## Dataset entries
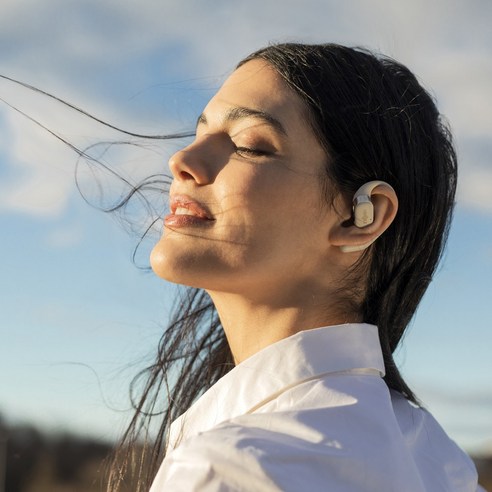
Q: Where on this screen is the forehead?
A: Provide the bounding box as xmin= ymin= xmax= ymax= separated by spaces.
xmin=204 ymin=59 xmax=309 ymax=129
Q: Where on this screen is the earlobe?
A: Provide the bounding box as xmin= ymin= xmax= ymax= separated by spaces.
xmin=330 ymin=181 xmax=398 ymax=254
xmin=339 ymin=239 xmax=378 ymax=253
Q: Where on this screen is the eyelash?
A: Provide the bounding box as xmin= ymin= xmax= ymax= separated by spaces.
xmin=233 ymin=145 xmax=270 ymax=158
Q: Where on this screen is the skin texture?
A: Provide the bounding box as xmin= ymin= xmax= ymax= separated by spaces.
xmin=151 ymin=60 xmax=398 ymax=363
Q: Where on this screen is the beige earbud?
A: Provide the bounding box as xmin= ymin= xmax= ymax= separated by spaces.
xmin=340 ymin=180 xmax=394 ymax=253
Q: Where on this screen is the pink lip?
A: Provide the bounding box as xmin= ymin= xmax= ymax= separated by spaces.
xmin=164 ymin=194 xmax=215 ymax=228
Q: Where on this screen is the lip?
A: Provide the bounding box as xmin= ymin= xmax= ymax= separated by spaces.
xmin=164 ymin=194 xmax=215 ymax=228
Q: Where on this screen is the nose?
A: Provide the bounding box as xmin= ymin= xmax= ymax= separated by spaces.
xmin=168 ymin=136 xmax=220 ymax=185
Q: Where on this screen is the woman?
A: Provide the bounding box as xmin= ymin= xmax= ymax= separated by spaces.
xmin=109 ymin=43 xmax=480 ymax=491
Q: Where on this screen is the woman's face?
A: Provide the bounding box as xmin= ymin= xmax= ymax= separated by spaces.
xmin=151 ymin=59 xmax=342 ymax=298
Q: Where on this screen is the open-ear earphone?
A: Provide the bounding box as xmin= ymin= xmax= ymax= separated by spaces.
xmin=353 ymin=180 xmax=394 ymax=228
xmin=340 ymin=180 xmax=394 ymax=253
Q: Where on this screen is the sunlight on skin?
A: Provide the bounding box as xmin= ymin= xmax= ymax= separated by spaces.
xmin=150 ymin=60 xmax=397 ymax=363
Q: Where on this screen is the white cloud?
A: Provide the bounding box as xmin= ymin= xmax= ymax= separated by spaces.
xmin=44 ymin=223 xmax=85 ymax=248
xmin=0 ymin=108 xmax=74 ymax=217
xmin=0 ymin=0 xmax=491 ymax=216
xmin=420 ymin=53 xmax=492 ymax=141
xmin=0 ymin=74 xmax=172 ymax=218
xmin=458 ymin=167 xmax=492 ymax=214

...

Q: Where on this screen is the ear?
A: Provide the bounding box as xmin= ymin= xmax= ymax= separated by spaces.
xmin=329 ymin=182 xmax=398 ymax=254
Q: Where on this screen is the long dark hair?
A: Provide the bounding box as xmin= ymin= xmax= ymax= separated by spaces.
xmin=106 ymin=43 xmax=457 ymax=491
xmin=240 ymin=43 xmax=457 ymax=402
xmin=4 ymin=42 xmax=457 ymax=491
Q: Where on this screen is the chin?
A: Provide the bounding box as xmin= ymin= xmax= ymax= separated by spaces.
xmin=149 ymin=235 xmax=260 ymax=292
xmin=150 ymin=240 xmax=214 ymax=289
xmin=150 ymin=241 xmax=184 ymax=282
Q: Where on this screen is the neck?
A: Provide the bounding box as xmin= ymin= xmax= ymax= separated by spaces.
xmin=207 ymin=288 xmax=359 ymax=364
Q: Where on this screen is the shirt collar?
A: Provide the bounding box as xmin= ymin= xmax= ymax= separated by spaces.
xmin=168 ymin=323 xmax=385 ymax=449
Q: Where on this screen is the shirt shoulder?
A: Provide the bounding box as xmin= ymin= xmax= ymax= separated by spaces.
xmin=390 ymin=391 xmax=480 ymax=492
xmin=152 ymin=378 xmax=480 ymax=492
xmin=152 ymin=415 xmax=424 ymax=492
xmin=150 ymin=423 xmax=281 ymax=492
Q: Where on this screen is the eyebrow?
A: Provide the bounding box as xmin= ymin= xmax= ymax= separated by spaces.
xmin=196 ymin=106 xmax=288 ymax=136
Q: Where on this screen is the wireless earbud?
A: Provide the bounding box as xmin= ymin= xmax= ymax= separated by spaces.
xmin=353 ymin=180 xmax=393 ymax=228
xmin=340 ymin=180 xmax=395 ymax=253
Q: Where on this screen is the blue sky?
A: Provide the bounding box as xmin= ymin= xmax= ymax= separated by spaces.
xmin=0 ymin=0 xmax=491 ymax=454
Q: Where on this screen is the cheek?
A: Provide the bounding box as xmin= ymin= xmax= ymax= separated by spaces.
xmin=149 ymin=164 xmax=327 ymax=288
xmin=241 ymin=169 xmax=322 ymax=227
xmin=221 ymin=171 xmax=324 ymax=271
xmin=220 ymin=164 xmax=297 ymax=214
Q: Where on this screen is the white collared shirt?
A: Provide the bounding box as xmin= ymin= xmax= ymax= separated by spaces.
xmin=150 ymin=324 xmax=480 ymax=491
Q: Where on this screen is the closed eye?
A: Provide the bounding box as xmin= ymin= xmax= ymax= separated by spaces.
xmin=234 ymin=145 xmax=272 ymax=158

---

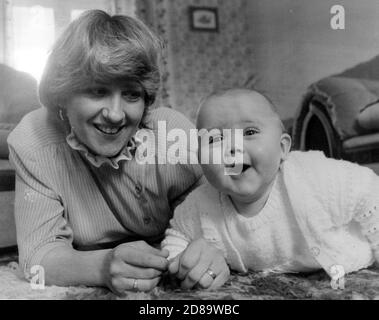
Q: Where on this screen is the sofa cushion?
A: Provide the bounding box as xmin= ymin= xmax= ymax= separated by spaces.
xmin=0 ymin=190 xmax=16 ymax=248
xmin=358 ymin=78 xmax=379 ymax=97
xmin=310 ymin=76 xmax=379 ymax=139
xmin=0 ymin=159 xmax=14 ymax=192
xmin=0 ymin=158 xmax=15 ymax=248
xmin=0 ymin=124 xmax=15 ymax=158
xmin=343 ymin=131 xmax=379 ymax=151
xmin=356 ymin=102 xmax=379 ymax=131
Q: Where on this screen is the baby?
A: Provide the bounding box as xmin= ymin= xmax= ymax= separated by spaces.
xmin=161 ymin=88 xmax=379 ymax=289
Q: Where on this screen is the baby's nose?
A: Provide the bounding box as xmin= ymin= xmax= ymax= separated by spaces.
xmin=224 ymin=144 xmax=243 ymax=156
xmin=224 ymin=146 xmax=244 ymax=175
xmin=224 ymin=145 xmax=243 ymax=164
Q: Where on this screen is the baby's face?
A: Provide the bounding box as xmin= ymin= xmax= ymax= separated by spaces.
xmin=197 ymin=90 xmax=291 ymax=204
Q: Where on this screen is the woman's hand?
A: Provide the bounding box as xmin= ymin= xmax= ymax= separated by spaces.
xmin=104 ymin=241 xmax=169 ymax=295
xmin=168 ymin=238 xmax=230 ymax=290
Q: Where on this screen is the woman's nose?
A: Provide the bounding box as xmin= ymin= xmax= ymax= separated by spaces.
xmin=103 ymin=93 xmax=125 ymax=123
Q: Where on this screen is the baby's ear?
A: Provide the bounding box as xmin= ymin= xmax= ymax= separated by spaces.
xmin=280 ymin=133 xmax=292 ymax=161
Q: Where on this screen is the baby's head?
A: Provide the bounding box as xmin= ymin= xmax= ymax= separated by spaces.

## What is expected
Above are some lines. Repeat exactly, and only, those from the line that has "Q: Where on this screen is the forehead?" through the line that has "Q: Where on this screen is the skin texture?".

## Response area
Q: Where on this screen is the forehead?
A: Provide the bounding box as xmin= ymin= xmax= ymax= separated by spaces.
xmin=204 ymin=59 xmax=309 ymax=129
Q: Where on this screen is the earlobe?
A: Provide the bounding box as xmin= ymin= xmax= ymax= separated by spaces.
xmin=330 ymin=181 xmax=398 ymax=254
xmin=339 ymin=239 xmax=378 ymax=253
Q: Where on this screen is the eyelash?
A: Provide the bounding box as xmin= ymin= xmax= ymax= separated by spaces.
xmin=233 ymin=145 xmax=270 ymax=158
Q: Where on this screen is the skin texture?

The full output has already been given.